---------- Extracted entries

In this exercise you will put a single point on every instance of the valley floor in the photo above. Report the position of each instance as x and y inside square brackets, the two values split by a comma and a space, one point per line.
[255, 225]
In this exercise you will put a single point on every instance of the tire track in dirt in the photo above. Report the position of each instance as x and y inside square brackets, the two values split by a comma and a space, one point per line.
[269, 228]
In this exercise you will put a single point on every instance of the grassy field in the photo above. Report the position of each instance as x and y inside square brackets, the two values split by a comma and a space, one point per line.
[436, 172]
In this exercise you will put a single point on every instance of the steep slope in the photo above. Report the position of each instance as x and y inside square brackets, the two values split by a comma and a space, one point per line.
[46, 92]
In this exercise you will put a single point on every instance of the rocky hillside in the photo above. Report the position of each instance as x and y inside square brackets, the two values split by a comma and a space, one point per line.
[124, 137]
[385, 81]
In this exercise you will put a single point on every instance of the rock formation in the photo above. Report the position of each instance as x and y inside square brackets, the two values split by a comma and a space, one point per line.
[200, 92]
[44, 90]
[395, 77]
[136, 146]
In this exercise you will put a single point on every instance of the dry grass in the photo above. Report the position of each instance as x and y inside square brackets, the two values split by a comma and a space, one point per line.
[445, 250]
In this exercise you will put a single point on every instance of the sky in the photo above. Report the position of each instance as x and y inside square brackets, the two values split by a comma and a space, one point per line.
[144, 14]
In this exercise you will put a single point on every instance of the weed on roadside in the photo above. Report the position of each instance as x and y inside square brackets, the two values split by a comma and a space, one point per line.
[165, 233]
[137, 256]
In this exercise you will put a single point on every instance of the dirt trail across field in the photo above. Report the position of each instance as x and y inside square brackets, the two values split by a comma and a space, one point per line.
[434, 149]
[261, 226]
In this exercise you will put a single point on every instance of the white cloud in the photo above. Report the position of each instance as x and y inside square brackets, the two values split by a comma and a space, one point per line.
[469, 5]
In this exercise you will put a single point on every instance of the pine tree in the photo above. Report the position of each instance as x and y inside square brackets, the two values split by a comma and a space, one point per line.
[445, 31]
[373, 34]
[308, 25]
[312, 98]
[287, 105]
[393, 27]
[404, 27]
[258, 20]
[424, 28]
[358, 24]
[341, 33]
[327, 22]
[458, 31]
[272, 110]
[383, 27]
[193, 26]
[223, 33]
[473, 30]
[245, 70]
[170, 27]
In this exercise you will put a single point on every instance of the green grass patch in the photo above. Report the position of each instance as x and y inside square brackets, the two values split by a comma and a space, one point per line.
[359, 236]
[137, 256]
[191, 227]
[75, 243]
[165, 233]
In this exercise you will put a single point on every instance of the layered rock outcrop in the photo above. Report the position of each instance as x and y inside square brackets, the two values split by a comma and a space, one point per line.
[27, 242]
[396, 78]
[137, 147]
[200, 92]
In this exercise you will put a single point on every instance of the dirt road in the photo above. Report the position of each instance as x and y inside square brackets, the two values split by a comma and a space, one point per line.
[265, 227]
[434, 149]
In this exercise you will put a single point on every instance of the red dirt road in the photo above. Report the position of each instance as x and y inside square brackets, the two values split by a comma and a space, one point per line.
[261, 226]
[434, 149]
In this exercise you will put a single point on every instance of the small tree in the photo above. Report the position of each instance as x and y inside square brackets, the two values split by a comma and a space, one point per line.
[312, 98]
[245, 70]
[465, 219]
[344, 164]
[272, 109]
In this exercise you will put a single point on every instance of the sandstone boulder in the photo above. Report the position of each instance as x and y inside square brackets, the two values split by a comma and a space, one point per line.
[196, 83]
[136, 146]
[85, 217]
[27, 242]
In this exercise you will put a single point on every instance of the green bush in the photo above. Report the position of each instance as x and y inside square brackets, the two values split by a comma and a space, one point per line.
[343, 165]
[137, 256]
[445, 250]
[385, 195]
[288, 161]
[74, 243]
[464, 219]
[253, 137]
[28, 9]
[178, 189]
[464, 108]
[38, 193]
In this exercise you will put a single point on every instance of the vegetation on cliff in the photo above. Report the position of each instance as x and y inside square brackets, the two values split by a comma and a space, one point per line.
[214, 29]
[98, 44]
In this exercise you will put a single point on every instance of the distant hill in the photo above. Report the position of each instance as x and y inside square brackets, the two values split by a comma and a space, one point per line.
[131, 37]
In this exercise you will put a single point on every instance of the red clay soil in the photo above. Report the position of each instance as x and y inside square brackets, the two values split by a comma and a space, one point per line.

--------------------

What is required:
Rewrite all of the entries with "single point" swapped for "single dot" wherever it occurs, keeping every other word and mark the same.

Task answer:
In this exercise you will put a single dot on every instance of the valley floor in the photo above. Report the position of each instance as x and y inside square brackets, the two values split by a comma and a space, one point per line.
[255, 225]
In this exercise you will put a single dot on every instance of the tire track in dirt in the photo above. Report the position of each instance as x and y inside square brackets, the two values split by a comma and a space, one point per line.
[269, 228]
In this exercise you will put a single dot on every instance of the grassy field in the photo above. Report the position of each instance as x and y inside square brackets, the two values split by a comma and a space, one point per line.
[436, 172]
In this exercise you will put a single dot on every instance of the steep slope in the photo above. Report the position of each instance as x and y inside square brackets, the two values split by a comma and a space, one point per line.
[46, 92]
In this exercise you will put a single dot on every instance of the rocky hillside in the photo above. Report the position of each instance as x and y inside square brackets, the two values split by a comma and a space, one point per line.
[124, 137]
[385, 81]
In this exercise you will put a single dot on every instance of the rock formation in the photo above. Report the position of each instance as x and y inside square brackets, the two values split by a comma and a space, one point per line.
[200, 92]
[44, 90]
[395, 77]
[136, 146]
In this exercise you will put a single dot on every instance of the dry grass in the photo above. Report the position of each instance as x and y inside square brackets, the two values split by a comma and a space, one point per line.
[445, 250]
In this exercise you will put a single dot on every instance of the sky in the photo above. Report the position of each instance as x and y inside square brackets, the two values split by a comma and a space, one point per line.
[144, 14]
In this exercise you will put a single dot on every instance of the weed on roadside in the photo above. Report the position of each instance as x and y inside square brackets, the two values split by a comma and a space, one point per line.
[165, 233]
[137, 256]
In this exercise you will put a single dot on every instance of the dirt trail across field in the photo above. Report the position of each instance as x and y inside square brackets, the two values split by a comma and a space, one point per line.
[434, 149]
[261, 226]
In this exercise you will put a single dot on every instance of the white cloud in the photo above. Report the position of each instance as x and y inside square brackets, the two values split by a comma and a space, one point per line.
[469, 5]
In this exercise you will put a single dot on every instance of the pine tree in the photo above. Report the position of each instance as x and y inside square brackets, the two values split by a comma and a space, one point per line.
[445, 31]
[373, 34]
[308, 25]
[312, 98]
[287, 105]
[393, 27]
[404, 27]
[258, 20]
[424, 28]
[358, 24]
[341, 33]
[327, 22]
[458, 31]
[272, 110]
[383, 27]
[193, 26]
[223, 33]
[473, 30]
[245, 70]
[170, 27]
In this exercise you will put a single dot on every instance of the green grass patch in the photo above. Report the position of each instance as x and y inside square brackets, the two values split by a comma and a space, one point per line.
[359, 236]
[137, 256]
[191, 227]
[75, 243]
[165, 233]
In this exercise you will put a single dot on every instance of the layered rock outcrop in the photo above. Report the position of each instance as x and y inside square brackets, the two values split by a comma and a space, one point per line.
[27, 242]
[396, 78]
[137, 147]
[200, 92]
In this exercise you will put a single dot on every instance of the dirt road in the photo above. Report the position of each instance as x and y inside square brackets, the two values split by a comma and a space, one point per line.
[265, 227]
[434, 149]
In this exercise you will put a single dot on every instance of the red dirt road in the photo above. Report the position of each instance as x and y inside square brackets, the two values split by a comma and a space, one point per line.
[261, 226]
[434, 149]
In this exercise you will put a single dot on every instance of the small tree in the photo above. Report the position of each instance as x and y inside square brackets, the two values split by a comma and a space, one point per line.
[312, 98]
[245, 70]
[465, 219]
[344, 164]
[272, 109]
In this exercise you will put a single dot on every instance of the sandstone boulder in the photo above. Report the position of each instance as x and y inside square brackets, the two values split by a comma and a space, one point per line.
[196, 83]
[136, 146]
[85, 217]
[27, 242]
In this exercise you will put a single dot on every instance of the green bush in the photo above. Report the position of each instance as x and y inside square brackets, the two values split by a comma and a space, one point per line.
[343, 165]
[137, 256]
[445, 250]
[385, 195]
[288, 161]
[74, 243]
[464, 219]
[253, 137]
[28, 9]
[178, 189]
[464, 108]
[38, 193]
In this exercise you will put a single dot on every instance of the vegetation on cliff in the photo above. Report the position of each instance as x and y inside square brackets, the two values split by a comma and a space, one point per line.
[214, 29]
[98, 44]
In this exercise you will put a single dot on every instance of the distant hill in the photo above. Report the position of each instance as x and y inside square brackets, the two values split by a comma and a space, one point per line.
[131, 37]
In this exercise you will put a single dot on every instance of the red clay soil in the photo above. Report the position of each instance as x and y inside square brackets, the two values split by a comma and a space, one point per line.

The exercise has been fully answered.